--- Begin Given information ---

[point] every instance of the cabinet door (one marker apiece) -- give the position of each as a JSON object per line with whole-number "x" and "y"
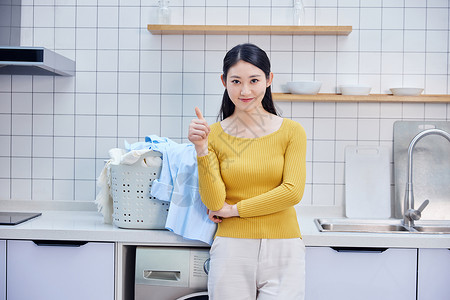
{"x": 434, "y": 274}
{"x": 360, "y": 273}
{"x": 60, "y": 270}
{"x": 2, "y": 270}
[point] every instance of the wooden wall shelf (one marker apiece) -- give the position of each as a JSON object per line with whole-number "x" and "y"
{"x": 369, "y": 98}
{"x": 248, "y": 29}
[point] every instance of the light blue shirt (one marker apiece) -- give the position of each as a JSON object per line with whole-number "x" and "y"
{"x": 178, "y": 183}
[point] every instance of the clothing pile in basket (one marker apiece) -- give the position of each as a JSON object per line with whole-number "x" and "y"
{"x": 177, "y": 183}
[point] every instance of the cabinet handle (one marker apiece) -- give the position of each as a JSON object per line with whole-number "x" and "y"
{"x": 59, "y": 243}
{"x": 359, "y": 249}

--- End Given information ---

§ Required task:
Starting at the line that has "[point] every instance of the wooden" and continuing through the end of the items, write those lines out again, changing "light blue shirt" to "denim shirt" and keeping everything else the same.

§ Response to the exercise:
[point] every instance of the wooden wall shelf (one marker apiece) -- give the position of each as a JSON object per line with whole-number "x" and "y"
{"x": 369, "y": 98}
{"x": 248, "y": 29}
[point] every instance of the denim shirt (one marker apiece) -- give the position of each as a JSON object per line with whole-number "x" and "y"
{"x": 178, "y": 183}
[point] every instance of the clothing pile in basket (one marker apiece) -- give the position of each as a JSON object per line with whole-number "x" and "y"
{"x": 177, "y": 183}
[point] every instance of the cabinet handle (one marker apiece) -- give the position of each as a JSON object per line with whole-number "x" and "y"
{"x": 59, "y": 243}
{"x": 359, "y": 249}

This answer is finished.